◆ WRITTEN REQUEST ◆
Pull out every line of the listing below that contains the word "black".

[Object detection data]
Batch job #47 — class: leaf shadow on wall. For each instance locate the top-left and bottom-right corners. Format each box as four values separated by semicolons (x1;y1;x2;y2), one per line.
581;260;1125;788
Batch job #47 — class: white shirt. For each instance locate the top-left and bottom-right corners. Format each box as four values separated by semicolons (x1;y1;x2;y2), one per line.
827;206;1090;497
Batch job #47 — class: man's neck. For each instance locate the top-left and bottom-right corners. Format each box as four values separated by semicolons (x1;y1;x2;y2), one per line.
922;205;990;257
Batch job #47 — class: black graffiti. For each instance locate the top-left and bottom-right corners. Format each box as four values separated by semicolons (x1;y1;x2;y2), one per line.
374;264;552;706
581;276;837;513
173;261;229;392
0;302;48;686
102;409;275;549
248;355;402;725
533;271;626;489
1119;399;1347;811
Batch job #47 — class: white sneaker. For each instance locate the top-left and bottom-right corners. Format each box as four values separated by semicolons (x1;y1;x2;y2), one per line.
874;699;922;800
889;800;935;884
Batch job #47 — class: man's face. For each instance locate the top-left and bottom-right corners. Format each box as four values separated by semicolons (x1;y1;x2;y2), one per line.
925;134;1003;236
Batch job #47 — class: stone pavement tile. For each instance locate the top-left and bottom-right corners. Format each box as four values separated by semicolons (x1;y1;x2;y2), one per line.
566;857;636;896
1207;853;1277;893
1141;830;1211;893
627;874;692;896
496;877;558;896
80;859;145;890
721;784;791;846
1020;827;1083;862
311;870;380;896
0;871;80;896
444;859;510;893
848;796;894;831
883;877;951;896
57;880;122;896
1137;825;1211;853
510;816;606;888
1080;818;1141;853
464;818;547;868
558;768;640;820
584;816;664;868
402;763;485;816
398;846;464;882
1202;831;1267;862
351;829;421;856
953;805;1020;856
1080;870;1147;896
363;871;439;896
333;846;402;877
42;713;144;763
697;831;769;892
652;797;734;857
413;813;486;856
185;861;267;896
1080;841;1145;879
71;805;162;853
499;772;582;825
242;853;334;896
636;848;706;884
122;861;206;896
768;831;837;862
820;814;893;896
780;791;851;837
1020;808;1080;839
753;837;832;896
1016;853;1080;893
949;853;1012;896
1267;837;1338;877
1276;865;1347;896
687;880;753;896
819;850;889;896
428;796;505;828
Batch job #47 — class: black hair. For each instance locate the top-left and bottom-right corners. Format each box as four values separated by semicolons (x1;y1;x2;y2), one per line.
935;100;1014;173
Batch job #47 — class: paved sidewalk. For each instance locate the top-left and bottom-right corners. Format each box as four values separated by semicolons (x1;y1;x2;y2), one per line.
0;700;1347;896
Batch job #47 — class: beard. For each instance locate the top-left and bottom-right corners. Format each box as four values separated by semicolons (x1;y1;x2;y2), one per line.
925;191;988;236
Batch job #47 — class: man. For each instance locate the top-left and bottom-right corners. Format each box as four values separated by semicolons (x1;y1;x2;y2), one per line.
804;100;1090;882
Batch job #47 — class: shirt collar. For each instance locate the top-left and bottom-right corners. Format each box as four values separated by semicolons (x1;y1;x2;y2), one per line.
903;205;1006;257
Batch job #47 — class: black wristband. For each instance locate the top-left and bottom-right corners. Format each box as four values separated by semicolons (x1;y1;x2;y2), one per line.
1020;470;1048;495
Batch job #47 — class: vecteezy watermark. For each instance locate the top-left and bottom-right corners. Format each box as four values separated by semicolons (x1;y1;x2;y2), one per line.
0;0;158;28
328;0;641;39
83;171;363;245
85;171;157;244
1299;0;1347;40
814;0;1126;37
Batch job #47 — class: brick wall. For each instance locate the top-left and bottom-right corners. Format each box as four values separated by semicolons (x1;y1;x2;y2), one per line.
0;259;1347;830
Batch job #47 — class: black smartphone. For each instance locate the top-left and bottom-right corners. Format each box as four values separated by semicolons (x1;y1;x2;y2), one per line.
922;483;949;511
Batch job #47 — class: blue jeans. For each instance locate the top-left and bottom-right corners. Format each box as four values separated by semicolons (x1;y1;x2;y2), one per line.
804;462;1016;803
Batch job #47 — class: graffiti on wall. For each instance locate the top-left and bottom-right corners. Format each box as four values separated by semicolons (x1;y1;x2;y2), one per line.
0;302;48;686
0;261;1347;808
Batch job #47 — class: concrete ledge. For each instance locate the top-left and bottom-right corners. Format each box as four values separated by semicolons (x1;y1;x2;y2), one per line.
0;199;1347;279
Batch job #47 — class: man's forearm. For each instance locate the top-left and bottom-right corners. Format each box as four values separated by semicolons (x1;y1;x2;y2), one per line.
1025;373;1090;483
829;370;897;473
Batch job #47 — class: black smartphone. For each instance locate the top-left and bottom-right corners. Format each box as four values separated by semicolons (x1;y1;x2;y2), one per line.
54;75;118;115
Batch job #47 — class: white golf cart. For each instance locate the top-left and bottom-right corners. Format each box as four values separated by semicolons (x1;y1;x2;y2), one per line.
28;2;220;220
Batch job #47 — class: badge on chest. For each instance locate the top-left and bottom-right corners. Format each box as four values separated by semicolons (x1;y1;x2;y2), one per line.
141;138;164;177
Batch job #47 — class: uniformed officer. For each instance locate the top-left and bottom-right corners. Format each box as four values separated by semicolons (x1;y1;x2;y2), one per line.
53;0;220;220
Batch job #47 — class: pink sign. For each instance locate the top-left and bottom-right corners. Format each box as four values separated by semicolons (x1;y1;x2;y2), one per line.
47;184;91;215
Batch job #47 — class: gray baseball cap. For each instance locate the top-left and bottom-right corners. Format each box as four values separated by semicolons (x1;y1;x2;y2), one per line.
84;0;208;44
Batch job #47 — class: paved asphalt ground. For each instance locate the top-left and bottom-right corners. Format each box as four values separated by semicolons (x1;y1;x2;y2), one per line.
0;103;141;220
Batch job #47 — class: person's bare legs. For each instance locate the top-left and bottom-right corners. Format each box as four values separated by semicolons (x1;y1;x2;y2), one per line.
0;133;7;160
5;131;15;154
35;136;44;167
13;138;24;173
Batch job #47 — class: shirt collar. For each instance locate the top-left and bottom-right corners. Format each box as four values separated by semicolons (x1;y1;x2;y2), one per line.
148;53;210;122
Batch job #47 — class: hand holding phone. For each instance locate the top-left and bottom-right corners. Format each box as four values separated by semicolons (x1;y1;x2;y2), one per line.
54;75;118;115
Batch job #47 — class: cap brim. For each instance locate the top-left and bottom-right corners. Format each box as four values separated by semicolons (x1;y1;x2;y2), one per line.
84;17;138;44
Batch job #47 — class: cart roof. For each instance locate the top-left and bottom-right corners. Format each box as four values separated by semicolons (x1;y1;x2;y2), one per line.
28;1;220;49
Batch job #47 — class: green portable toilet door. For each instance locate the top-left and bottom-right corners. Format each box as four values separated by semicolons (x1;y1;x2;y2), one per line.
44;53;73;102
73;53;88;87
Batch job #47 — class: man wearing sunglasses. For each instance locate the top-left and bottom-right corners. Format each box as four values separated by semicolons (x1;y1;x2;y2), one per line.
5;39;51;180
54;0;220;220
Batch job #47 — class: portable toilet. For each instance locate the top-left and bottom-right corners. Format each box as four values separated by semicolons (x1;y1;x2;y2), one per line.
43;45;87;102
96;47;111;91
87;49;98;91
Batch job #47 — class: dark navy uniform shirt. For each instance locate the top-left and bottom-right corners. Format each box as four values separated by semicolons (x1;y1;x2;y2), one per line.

◆ ANSWER TO THIS TASK ◆
Batch job #47 — class: black graffiti. For each instance locate the top-left and bottom-right corners. Format each box as four values separated by semicolons (x1;y1;x2;y2), one per line.
Batch job #47 — class: black hair. For each instance locate the top-left and bottom-right corners. Format each box as four values separated by semicolons (x1;y1;x2;y2), one per line.
Batch job #47 — class: black wristband. For each instance locate the top-left and bottom-right corners. Format each box as four values separated by semicolons (x1;y1;x2;y2), one per line.
Batch job #47 — class: black smartphone. For each instance locate the top-left and bottom-right corners. Format each box as four values separated by semicolons (x1;y1;x2;y2), one per line.
Batch job #47 — class: black smartphone. For each instance locate the top-left and bottom-right corners. Format each box as four values separated by semicolons (x1;y1;x2;y2), one per line.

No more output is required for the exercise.